WORK REQUIRED - Retype every one of the records below word for word, leaving out the pictures.

DATA EXTRACT -
┄┄┄┄┄┄┄┄┄┄┄┄┄┄┄┄┄┄┄┄

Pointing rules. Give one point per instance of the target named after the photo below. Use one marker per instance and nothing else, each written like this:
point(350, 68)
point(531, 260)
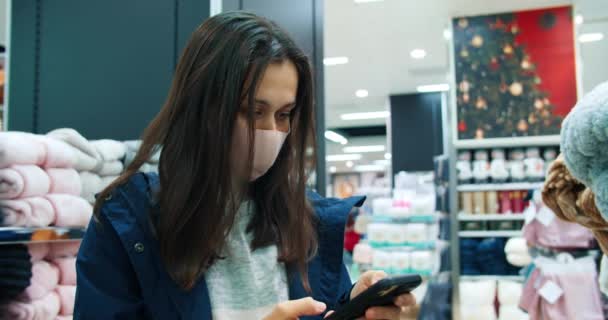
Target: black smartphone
point(382, 293)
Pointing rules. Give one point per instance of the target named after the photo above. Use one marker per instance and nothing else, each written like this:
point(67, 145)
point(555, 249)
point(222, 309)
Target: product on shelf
point(464, 167)
point(505, 202)
point(534, 165)
point(416, 233)
point(481, 167)
point(467, 202)
point(516, 165)
point(400, 262)
point(550, 154)
point(517, 201)
point(479, 202)
point(498, 167)
point(421, 261)
point(492, 206)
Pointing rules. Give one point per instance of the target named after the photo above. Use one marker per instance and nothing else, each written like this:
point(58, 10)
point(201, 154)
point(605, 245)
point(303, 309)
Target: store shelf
point(412, 246)
point(489, 234)
point(489, 277)
point(500, 186)
point(515, 142)
point(425, 218)
point(9, 235)
point(490, 217)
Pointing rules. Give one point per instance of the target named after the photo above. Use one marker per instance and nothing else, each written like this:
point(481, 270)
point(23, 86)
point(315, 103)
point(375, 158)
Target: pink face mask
point(268, 144)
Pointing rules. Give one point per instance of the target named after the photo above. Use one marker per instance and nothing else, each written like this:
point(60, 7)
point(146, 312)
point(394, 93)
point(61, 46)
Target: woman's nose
point(267, 123)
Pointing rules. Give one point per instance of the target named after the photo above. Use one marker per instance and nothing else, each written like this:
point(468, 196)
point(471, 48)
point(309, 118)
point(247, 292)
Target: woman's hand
point(389, 313)
point(293, 309)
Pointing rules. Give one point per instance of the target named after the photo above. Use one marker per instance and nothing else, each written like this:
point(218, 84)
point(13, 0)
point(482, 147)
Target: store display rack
point(12, 235)
point(500, 186)
point(490, 234)
point(490, 217)
point(491, 277)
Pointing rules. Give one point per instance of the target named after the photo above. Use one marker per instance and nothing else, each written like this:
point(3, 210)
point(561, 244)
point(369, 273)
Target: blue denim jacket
point(121, 276)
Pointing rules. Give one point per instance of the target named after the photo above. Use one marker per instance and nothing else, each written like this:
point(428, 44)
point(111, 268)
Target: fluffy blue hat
point(584, 143)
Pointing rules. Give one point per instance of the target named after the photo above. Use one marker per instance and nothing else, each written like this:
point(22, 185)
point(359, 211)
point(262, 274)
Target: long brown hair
point(218, 71)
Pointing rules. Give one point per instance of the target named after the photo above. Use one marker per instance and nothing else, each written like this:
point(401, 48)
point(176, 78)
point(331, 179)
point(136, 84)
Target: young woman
point(226, 230)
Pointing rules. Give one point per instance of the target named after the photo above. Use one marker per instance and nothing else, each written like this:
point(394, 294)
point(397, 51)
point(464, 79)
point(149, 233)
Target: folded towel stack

┄┄┄┄┄┄┄┄┄┄┄┄┄┄┄┄┄┄┄┄

RESPONSE TO THIS EXERCISE -
Pointing rules. Give one point per instance of the target named after the photo below. Use one marker per instance and nothing else, each written like this:
point(350, 68)
point(531, 260)
Target: black smartphone
point(382, 293)
Pointing rules. Give one point per instance of the target named after the photo above. Use one marker per instance and nothing else, each written like this:
point(67, 145)
point(555, 249)
point(222, 309)
Target: product on shelf
point(464, 167)
point(505, 202)
point(534, 165)
point(416, 233)
point(481, 167)
point(467, 202)
point(516, 165)
point(400, 262)
point(550, 154)
point(517, 201)
point(479, 202)
point(498, 167)
point(421, 261)
point(492, 206)
Pointing rules. Give one point per instance of the target named after the photo above. Use one marker per instance and nothing else, each written like this:
point(58, 10)
point(201, 154)
point(605, 245)
point(303, 309)
Target: store shelf
point(412, 246)
point(489, 234)
point(489, 277)
point(500, 186)
point(515, 142)
point(425, 218)
point(9, 235)
point(490, 217)
Pointing rules. Give one point per instance of the target named after the photo above. Use one marker per instance and nothing else, each written like this:
point(481, 270)
point(23, 86)
point(315, 103)
point(375, 158)
Target: pink face mask
point(268, 144)
Pointing rules. Give one point per instance of the target named after the photo above. Use one marker per instance and nothing else, each written like this:
point(60, 7)
point(146, 312)
point(394, 93)
point(61, 46)
Target: woman's nose
point(267, 123)
Pointing rules. Give one point per instance of the target named after the photo above. Use one marker per instance and nothing else, each written like this:
point(468, 196)
point(471, 48)
point(309, 118)
point(247, 292)
Target: woman's hand
point(389, 313)
point(293, 309)
Pointing rules. Give one point per instance of the target named after the photo above. Use one marker per instance and nothing else, each written like this:
point(218, 84)
point(13, 0)
point(482, 147)
Target: store display rack
point(12, 235)
point(500, 186)
point(490, 234)
point(490, 217)
point(491, 277)
Pointing rules. Give one point per instance of the target named after the photo above. Use one marker per instance and nothing else, each written like this:
point(3, 210)
point(561, 244)
point(369, 273)
Target: blue denim jacket
point(121, 276)
Pointing rules. Give one point per instance of the target named after the photo above. Use one marker per instance and nothing else, each written like this:
point(428, 44)
point(111, 268)
Target: fluffy blue hat
point(584, 143)
Pointing rules. Give one point per instance of the target named after the photo above. Use one marker per instance and nothing else, each written like this:
point(22, 185)
point(359, 211)
point(262, 274)
Target: long brown hair
point(218, 71)
Pointing rules. Give one point per instance of the target named after the photo above. Use one marker per instance and nothing else, each written like this:
point(401, 48)
point(176, 78)
point(331, 179)
point(136, 84)
Target: young woman
point(226, 230)
Pointing rules. Give one point per instance of the target named after the photo above. Use one marker per instance and nothing else, each written like this:
point(394, 294)
point(397, 51)
point(464, 79)
point(149, 233)
Target: folded towel stack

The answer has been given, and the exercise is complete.